*Trecho para leitura*:
━━━━━━━━━━━━━━━━━━━━━━━━━━━━━━

A transição energética é um processo que ocorrerá gradualmente ao longo das próximas décadas. A oferta de matérias-primas, energia e produtos renováveis necessários para essa transição depende de regulamentação adequada, desenvolvimento tecnológico e investimentos vultosos, proporcionando reduções efetivas de emissões de gases de efeito estufa (GEE).
Neste caminho, as metas nacionais e setoriais de redução de GEE têm apontado para um aumento da demanda por combustíveis renováveis. Isso tem resultado em previsões de redução da demanda por produtos de origem mineral a partir da próxima década.
Diante disso, a Petrobras tem se posicionado de forma estratégica na produção de biocombustíveis, com investimentos em biorrefino e no desenvolvimento de novos produtos com menor intensidade de carbono (IC).
O papel da soja
O início da caminhada do biorrefino tem sido feito com óleo de soja, que é hoje a matéria-prima com maior oferta e cadeia logística consolidada, respondendo por 70 % da produção nacional de biodiesel, conforme dados da ANP (2021); seguido de sebo (10,4 %) e outras matérias graxas (11,4%).
A soja é importante não só para a produção de biocombustíveis. Em 2022, a produção de farelo de soja foi de cerca de 39 milhões de toneladas (ABIOVE, 2023), um produto rico em proteína utilizada como ração animal e na produção de alimentos variados.
O Projeto de Lei do Combustível do Futuro (PL 4516/2023), em análise pelo Congresso, prevê o uso de diesel renovável em até 3% no mandato do diesel e abatimento de 1% das emissões de GEE na aviação civil a partir 2027, aumentando gradativamente até 10% em 2037.
A entrada do diesel renovável, somado ao biodiesel, permitirá aumentar o conteúdo renovável do diesel comercializado no país, com um biocombustível avançado totalmente compatível com o diesel mineral.
E isso já pode ser iniciado com o coprocessamento de óleos vegetais, como o de soja, nas refinarias, como já ocorre na Refinaria Presidente Getúlio Vargas (Repar).
A Petrobras está se estruturando, adaptando outras refinarias para o coprocessamento de óleos vegetais bem como prevendo novos investimentos em unidades dedicadas para produção de diesel renovável e combustível sustentável de aviação (SAF), visando atender à demanda futura desses biocombustíveis.

━━━━━━━━━━━━━━━━━━━━━━━━━━━━━━

*Dados fornecidos*:
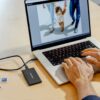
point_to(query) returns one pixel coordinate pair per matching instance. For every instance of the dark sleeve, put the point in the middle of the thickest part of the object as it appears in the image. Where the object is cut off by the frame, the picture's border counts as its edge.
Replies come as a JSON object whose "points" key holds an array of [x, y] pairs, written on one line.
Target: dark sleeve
{"points": [[92, 97]]}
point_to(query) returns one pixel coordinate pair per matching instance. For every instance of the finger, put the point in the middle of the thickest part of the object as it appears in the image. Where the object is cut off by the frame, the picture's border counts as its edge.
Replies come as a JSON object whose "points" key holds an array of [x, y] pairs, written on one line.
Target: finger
{"points": [[74, 61], [91, 49], [91, 60], [68, 61], [65, 67], [93, 54]]}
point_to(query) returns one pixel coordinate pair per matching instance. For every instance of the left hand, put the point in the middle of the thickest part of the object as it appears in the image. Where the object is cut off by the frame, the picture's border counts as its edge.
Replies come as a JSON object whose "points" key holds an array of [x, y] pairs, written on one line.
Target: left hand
{"points": [[78, 72]]}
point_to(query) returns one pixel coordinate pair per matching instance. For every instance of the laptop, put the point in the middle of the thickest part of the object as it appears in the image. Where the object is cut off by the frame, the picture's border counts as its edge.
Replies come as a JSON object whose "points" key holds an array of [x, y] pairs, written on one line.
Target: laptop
{"points": [[58, 29]]}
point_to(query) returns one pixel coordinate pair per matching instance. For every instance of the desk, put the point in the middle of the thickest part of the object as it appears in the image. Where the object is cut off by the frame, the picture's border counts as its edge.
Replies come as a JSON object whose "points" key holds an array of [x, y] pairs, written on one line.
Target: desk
{"points": [[17, 89]]}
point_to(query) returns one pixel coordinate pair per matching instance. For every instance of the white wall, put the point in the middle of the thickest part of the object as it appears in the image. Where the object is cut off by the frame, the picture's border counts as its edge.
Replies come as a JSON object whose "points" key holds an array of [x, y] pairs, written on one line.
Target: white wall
{"points": [[14, 38]]}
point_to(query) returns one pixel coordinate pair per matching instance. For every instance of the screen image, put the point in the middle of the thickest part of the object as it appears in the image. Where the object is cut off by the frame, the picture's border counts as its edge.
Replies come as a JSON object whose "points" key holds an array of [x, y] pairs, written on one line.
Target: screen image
{"points": [[56, 21]]}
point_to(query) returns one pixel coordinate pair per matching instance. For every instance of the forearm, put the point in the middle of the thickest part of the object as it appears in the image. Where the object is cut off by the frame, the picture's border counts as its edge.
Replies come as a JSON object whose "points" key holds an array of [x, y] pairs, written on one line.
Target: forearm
{"points": [[85, 90]]}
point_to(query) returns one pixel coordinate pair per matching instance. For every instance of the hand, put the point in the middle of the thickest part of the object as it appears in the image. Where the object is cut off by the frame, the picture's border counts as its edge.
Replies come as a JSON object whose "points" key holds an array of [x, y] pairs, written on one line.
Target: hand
{"points": [[80, 74], [77, 71], [94, 56]]}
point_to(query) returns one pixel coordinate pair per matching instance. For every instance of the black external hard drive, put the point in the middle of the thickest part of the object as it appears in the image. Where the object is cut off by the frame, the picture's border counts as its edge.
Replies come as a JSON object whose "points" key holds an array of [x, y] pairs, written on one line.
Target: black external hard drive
{"points": [[31, 76]]}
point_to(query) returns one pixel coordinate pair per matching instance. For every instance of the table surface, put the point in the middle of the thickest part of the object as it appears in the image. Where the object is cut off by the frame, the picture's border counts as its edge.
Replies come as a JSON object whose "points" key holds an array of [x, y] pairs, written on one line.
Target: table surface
{"points": [[16, 87]]}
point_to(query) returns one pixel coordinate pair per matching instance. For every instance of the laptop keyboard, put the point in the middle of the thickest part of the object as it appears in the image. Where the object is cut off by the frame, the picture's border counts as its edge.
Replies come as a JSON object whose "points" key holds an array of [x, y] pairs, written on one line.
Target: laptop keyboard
{"points": [[57, 56]]}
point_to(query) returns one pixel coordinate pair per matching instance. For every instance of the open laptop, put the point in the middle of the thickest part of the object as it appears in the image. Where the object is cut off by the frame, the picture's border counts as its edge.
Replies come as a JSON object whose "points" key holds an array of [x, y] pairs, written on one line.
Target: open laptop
{"points": [[58, 29]]}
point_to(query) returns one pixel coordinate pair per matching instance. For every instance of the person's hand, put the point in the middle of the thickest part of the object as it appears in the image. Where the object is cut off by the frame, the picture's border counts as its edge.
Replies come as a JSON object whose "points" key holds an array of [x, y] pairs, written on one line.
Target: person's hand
{"points": [[77, 71], [79, 74], [93, 56]]}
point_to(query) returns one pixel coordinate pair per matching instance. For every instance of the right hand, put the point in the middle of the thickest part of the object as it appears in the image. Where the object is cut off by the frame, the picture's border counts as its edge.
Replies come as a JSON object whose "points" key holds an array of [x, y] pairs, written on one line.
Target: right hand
{"points": [[93, 56]]}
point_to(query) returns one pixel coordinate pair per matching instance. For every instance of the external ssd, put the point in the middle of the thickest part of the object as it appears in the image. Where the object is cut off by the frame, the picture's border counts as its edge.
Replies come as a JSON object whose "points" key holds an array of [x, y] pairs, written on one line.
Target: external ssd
{"points": [[31, 76]]}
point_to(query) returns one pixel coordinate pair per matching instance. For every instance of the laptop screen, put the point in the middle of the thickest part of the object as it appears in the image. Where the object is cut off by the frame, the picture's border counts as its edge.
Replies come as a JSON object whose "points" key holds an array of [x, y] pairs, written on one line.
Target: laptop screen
{"points": [[52, 22]]}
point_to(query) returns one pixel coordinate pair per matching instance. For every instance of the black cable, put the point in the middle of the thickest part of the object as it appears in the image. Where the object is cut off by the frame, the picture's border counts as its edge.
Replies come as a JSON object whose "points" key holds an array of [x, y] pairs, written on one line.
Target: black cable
{"points": [[24, 63]]}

━━━━━━━━━━━━━━━━━━━━━━━━━━━━━━

*O que fazer*: Escreva a continuação do texto sobre a transição energética, começando logo depois da última frase. Os itens não têm relação com o texto sobre a transição energética.

*Resposta do exercício*:
Obviamente, não se pretende atender aos volumes de biocombustíveis demandados utilizando-se apenas óleo de soja. Matérias-primas complementares serão necessárias.
A diversificação de matérias-primas para o biorrefino
Uma das formas de atender ao aumento da demanda por matéria-prima para biocombustíveis nos próximos anos pode ser pelo aumento da produção de oleaginosas e de óleo associado, com o foco no investimento em culturas que tenham uma relação óleo/biomassa maior do que a soja oferece atualmente.
Além disso, a expansão futura deverá ocorrer em áreas de baixos estoque de carbono e produtividade (áreas degradadas).
Segundo o Ministério da Agricultura e Pecuária, há um potencial de expansão da agricultura de forma sustentável por meio da otimização da utilização de áreas de pastagens.
Dos 151 milhões de hectares de terras brasileiras destinados aos rebanhos em 2023, há pelo menos 33 milhões de hectares de terras com degradação severa para expansão agrícola (figura 1), área similar à dedicada hoje ao plantio de soja, que fazem do Brasil o segundo maior produtor do grão no mundo. A maior parte dessas áreas se concentra nas regiões centro-oeste e norte do país (figura 2).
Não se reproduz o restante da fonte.